Start of MATERIAL

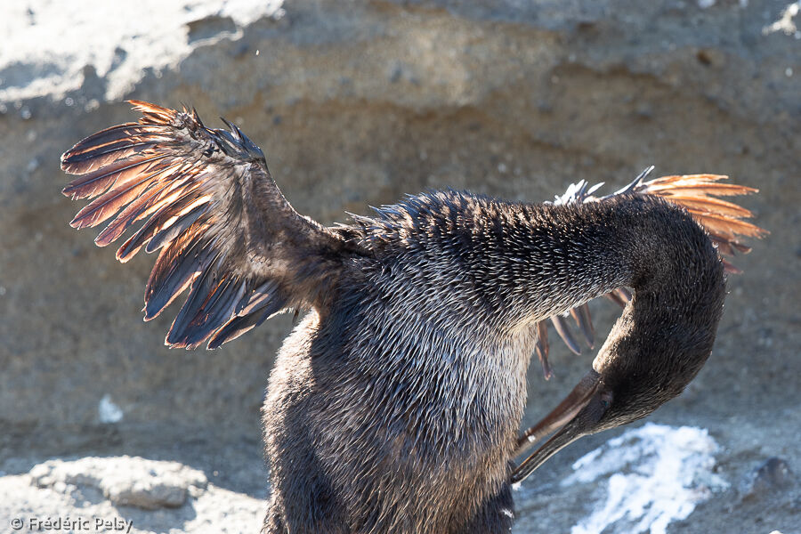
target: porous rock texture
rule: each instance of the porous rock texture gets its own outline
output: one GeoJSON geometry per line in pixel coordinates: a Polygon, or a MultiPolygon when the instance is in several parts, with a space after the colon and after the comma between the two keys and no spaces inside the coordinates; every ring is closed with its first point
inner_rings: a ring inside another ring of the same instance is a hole
{"type": "MultiPolygon", "coordinates": [[[[126,98],[185,102],[211,125],[220,115],[236,122],[297,210],[323,222],[427,188],[548,199],[579,179],[622,185],[651,164],[657,175],[725,174],[758,187],[743,204],[772,234],[736,262],[745,274],[729,280],[706,368],[651,419],[708,428],[732,482],[772,457],[801,471],[797,4],[96,0],[70,11],[37,0],[2,9],[0,469],[9,483],[53,457],[130,454],[196,466],[259,498],[268,491],[258,409],[291,319],[216,352],[167,351],[177,307],[141,320],[154,257],[119,265],[92,231],[67,225],[79,205],[59,193],[69,180],[59,155],[134,119],[126,98]]],[[[593,310],[605,335],[619,310],[593,310]]],[[[591,358],[554,346],[547,383],[535,362],[526,423],[591,358]]],[[[578,443],[526,481],[520,532],[567,531],[587,513],[554,481],[609,437],[578,443]]],[[[671,529],[799,531],[797,481],[748,499],[734,488],[671,529]]]]}

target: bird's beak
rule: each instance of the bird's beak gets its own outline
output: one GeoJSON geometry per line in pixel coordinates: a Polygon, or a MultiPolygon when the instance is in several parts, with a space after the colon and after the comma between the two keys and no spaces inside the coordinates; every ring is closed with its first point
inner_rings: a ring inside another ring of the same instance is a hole
{"type": "Polygon", "coordinates": [[[520,437],[517,454],[525,451],[535,441],[556,433],[517,466],[512,473],[512,483],[521,481],[562,448],[589,433],[587,427],[595,421],[587,420],[584,412],[590,400],[596,396],[600,385],[601,375],[590,370],[559,406],[520,437]]]}

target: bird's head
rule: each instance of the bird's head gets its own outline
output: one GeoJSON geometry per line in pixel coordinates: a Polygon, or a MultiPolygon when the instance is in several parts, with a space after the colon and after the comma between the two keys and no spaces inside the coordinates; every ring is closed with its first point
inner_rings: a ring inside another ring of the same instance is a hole
{"type": "MultiPolygon", "coordinates": [[[[635,309],[632,306],[628,311],[635,309]]],[[[554,410],[521,437],[519,451],[551,435],[515,470],[514,482],[576,440],[651,414],[679,395],[703,367],[712,349],[719,313],[711,313],[709,324],[700,328],[676,322],[635,328],[628,321],[651,320],[632,317],[635,314],[624,313],[593,361],[593,368],[554,410]]]]}

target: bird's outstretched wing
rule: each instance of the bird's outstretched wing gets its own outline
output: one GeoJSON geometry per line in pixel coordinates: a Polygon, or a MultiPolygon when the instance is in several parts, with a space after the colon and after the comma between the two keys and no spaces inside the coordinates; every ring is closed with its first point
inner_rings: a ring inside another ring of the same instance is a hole
{"type": "Polygon", "coordinates": [[[353,246],[295,211],[237,126],[208,129],[194,109],[131,103],[139,122],[91,135],[61,157],[61,168],[80,175],[63,193],[93,198],[73,227],[110,219],[101,247],[144,221],[117,257],[161,249],[145,320],[189,288],[166,344],[215,348],[283,309],[320,306],[353,246]]]}
{"type": "MultiPolygon", "coordinates": [[[[590,187],[587,182],[582,180],[578,183],[570,184],[563,195],[556,197],[554,204],[603,202],[612,197],[626,194],[659,197],[686,209],[696,222],[704,227],[709,234],[709,239],[717,247],[725,271],[731,273],[740,273],[740,271],[729,263],[724,256],[733,256],[738,252],[748,254],[751,251],[749,247],[740,242],[741,236],[759,239],[768,232],[743,221],[743,219],[753,216],[750,211],[717,197],[748,195],[757,192],[757,190],[728,183],[724,182],[728,180],[728,176],[719,174],[663,176],[650,182],[643,182],[652,169],[653,167],[649,167],[625,188],[603,197],[595,195],[595,191],[603,185],[603,183],[590,187]]],[[[619,287],[608,294],[607,296],[621,306],[625,306],[631,298],[631,294],[626,287],[619,287]]],[[[570,311],[570,314],[575,320],[587,346],[592,348],[595,343],[595,330],[587,304],[573,308],[570,311]]],[[[567,318],[559,315],[552,317],[550,320],[568,348],[576,354],[580,354],[581,345],[570,329],[567,318]]],[[[546,323],[540,321],[537,323],[536,328],[538,334],[536,352],[542,363],[543,373],[546,378],[548,378],[551,376],[551,370],[548,365],[546,323]]]]}

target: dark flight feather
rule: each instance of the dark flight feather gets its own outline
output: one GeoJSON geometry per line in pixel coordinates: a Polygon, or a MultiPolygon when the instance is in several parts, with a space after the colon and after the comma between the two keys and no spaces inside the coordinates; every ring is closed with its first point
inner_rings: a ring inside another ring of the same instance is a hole
{"type": "Polygon", "coordinates": [[[79,174],[63,192],[93,198],[76,228],[111,221],[106,246],[137,222],[117,252],[160,249],[145,288],[145,320],[189,289],[166,344],[214,347],[287,307],[322,305],[347,254],[360,251],[297,214],[261,150],[237,126],[206,128],[193,109],[131,101],[143,117],[90,135],[61,157],[79,174]]]}

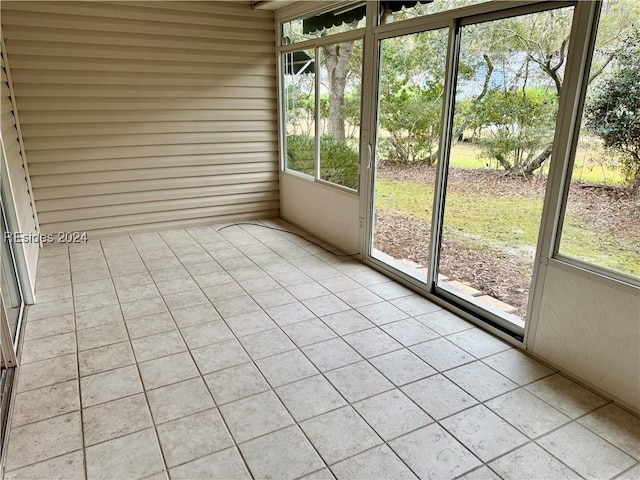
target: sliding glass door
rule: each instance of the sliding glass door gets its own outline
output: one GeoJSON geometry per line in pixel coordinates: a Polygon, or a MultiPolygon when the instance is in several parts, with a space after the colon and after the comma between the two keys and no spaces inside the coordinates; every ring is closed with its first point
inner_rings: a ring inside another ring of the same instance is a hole
{"type": "Polygon", "coordinates": [[[426,282],[448,28],[380,41],[372,256],[426,282]]]}
{"type": "Polygon", "coordinates": [[[560,5],[379,40],[371,257],[516,335],[573,18],[560,5]]]}

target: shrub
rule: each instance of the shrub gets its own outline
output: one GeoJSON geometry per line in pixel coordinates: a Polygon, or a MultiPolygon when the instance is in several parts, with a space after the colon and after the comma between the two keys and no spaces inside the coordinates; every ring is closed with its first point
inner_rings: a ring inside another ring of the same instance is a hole
{"type": "MultiPolygon", "coordinates": [[[[320,178],[358,189],[360,158],[347,142],[330,135],[320,137],[320,178]]],[[[315,174],[315,141],[305,135],[287,137],[287,167],[307,175],[315,174]]]]}

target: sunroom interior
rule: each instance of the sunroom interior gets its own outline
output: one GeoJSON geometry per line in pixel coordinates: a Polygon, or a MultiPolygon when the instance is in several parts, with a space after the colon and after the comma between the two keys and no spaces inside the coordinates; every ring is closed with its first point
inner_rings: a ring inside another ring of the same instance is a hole
{"type": "Polygon", "coordinates": [[[570,217],[634,3],[3,1],[2,475],[638,478],[638,197],[570,217]]]}

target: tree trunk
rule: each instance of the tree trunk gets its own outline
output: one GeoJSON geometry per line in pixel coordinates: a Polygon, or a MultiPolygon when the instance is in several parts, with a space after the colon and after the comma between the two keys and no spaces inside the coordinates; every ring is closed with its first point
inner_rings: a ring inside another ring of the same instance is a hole
{"type": "Polygon", "coordinates": [[[329,135],[339,142],[344,142],[346,138],[342,109],[352,52],[353,42],[322,47],[322,56],[329,75],[329,135]]]}
{"type": "Polygon", "coordinates": [[[536,158],[533,159],[532,162],[530,162],[525,167],[522,173],[524,173],[525,175],[533,174],[533,172],[539,169],[544,164],[544,162],[546,162],[547,159],[551,156],[552,150],[553,150],[553,144],[550,143],[549,145],[546,146],[546,148],[542,152],[540,152],[540,154],[536,158]]]}

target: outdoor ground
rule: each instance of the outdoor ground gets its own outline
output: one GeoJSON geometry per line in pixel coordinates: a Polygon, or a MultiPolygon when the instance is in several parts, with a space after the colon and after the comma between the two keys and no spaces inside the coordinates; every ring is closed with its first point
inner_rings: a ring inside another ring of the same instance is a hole
{"type": "MultiPolygon", "coordinates": [[[[435,167],[381,162],[374,246],[426,265],[435,167]]],[[[440,273],[524,316],[546,176],[451,168],[440,273]]],[[[640,275],[640,207],[622,186],[574,182],[561,252],[640,275]]]]}

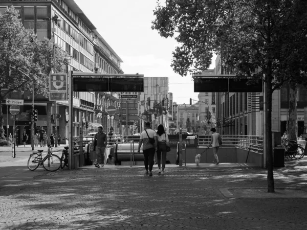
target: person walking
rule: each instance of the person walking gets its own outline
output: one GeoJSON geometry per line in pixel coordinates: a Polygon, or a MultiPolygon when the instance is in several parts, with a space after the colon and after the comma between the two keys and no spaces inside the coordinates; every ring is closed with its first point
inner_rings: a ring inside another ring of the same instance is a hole
{"type": "Polygon", "coordinates": [[[158,139],[158,150],[157,150],[157,159],[159,170],[158,174],[163,175],[164,169],[165,169],[165,162],[166,162],[166,148],[169,146],[169,140],[168,136],[165,133],[164,127],[163,125],[158,126],[157,131],[157,139],[158,139]],[[162,155],[162,171],[161,171],[161,154],[162,155]]]}
{"type": "Polygon", "coordinates": [[[42,126],[40,128],[39,131],[38,131],[38,133],[39,133],[39,145],[40,145],[40,147],[42,147],[43,145],[43,136],[44,133],[46,133],[46,131],[44,130],[42,126]]]}
{"type": "Polygon", "coordinates": [[[53,147],[54,147],[54,136],[53,136],[53,133],[51,133],[50,134],[50,145],[53,147]]]}
{"type": "Polygon", "coordinates": [[[107,145],[107,137],[106,134],[102,130],[102,126],[98,127],[98,132],[94,136],[94,150],[96,151],[97,163],[95,164],[96,168],[100,168],[104,166],[104,157],[103,154],[104,150],[107,145]]]}
{"type": "Polygon", "coordinates": [[[207,149],[210,147],[210,145],[212,145],[212,151],[213,151],[213,155],[214,156],[213,164],[218,165],[220,162],[218,161],[218,157],[217,156],[217,152],[218,151],[218,148],[220,146],[220,144],[218,144],[218,137],[221,138],[221,136],[220,136],[220,134],[216,132],[215,128],[212,128],[211,132],[213,133],[211,135],[211,140],[208,146],[207,149]]]}
{"type": "Polygon", "coordinates": [[[42,145],[43,147],[45,148],[47,146],[48,143],[48,136],[47,135],[47,134],[45,132],[43,134],[43,139],[42,140],[42,143],[41,143],[41,144],[42,145]]]}
{"type": "Polygon", "coordinates": [[[59,134],[58,134],[58,146],[60,146],[60,142],[62,140],[62,138],[61,137],[61,135],[59,134]]]}
{"type": "Polygon", "coordinates": [[[152,176],[152,167],[154,166],[154,157],[155,152],[157,151],[158,140],[157,133],[150,129],[150,123],[147,122],[145,125],[145,130],[141,133],[138,153],[140,153],[141,146],[143,144],[143,154],[144,155],[144,164],[145,165],[145,174],[152,176]]]}
{"type": "Polygon", "coordinates": [[[34,135],[34,146],[36,147],[38,147],[38,140],[39,139],[39,136],[38,136],[38,133],[35,133],[34,135]]]}
{"type": "Polygon", "coordinates": [[[24,133],[23,134],[23,143],[24,143],[24,147],[26,147],[26,142],[28,141],[28,135],[26,133],[26,131],[24,131],[24,133]]]}

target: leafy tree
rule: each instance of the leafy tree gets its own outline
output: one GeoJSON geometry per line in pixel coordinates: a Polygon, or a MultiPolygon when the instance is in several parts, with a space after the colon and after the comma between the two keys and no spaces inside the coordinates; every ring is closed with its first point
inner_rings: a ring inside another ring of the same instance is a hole
{"type": "MultiPolygon", "coordinates": [[[[268,192],[275,191],[272,95],[284,83],[305,83],[307,3],[304,0],[158,1],[152,29],[179,45],[171,66],[182,76],[209,67],[212,52],[221,68],[249,84],[266,82],[266,153],[268,192]]],[[[195,79],[194,79],[195,80],[195,79]]]]}
{"type": "MultiPolygon", "coordinates": [[[[13,7],[0,14],[0,90],[8,89],[0,95],[0,139],[4,138],[2,101],[12,92],[24,93],[25,88],[33,90],[29,78],[12,67],[31,78],[35,95],[46,97],[49,75],[53,67],[52,43],[48,39],[38,40],[33,31],[25,29],[18,16],[13,7]]],[[[55,49],[55,56],[57,73],[62,73],[70,57],[60,48],[55,49]]]]}

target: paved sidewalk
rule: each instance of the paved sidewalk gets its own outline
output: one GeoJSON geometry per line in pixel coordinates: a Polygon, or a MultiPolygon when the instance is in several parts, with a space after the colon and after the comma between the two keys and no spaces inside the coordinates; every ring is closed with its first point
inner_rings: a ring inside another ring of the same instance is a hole
{"type": "Polygon", "coordinates": [[[245,164],[167,165],[164,175],[155,166],[150,177],[138,166],[31,172],[28,156],[2,162],[3,154],[0,150],[1,229],[307,226],[306,156],[274,169],[276,192],[268,194],[267,170],[245,164]],[[16,165],[5,166],[16,160],[16,165]]]}

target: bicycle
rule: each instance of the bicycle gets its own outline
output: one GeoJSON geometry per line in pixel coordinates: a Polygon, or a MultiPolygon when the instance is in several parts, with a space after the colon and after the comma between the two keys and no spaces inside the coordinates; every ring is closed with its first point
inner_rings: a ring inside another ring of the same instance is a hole
{"type": "Polygon", "coordinates": [[[304,155],[304,148],[295,141],[285,138],[282,140],[282,145],[285,149],[285,157],[288,159],[301,159],[304,155]]]}
{"type": "Polygon", "coordinates": [[[52,154],[52,147],[50,145],[49,152],[42,158],[43,150],[38,150],[37,152],[33,152],[30,155],[28,160],[28,168],[31,171],[34,171],[38,166],[41,166],[44,170],[54,172],[61,167],[61,159],[57,155],[52,154]]]}

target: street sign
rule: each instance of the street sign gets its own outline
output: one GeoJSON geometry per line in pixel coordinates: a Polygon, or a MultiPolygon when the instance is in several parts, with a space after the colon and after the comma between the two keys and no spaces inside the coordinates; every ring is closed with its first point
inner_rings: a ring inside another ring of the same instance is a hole
{"type": "Polygon", "coordinates": [[[116,112],[116,108],[114,105],[109,105],[106,109],[106,112],[109,115],[113,115],[116,112]]]}
{"type": "Polygon", "coordinates": [[[67,92],[50,92],[49,101],[67,101],[67,92]]]}
{"type": "Polygon", "coordinates": [[[67,74],[50,74],[49,75],[49,91],[67,91],[67,74]]]}
{"type": "Polygon", "coordinates": [[[16,100],[16,99],[6,99],[5,103],[7,105],[23,105],[24,100],[16,100]]]}
{"type": "Polygon", "coordinates": [[[121,94],[120,95],[121,98],[138,98],[139,95],[137,94],[121,94]]]}
{"type": "Polygon", "coordinates": [[[12,115],[17,115],[20,111],[20,109],[18,105],[13,105],[10,107],[10,112],[12,115]]]}

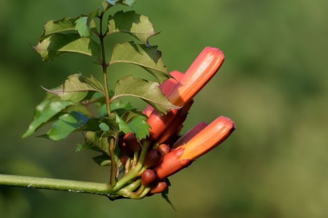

End of MATERIAL

Pick out each line above that contains the word "texture" and copy it in full.

target: porous rock texture
rule: each instance of the porous rock texture gets its own outline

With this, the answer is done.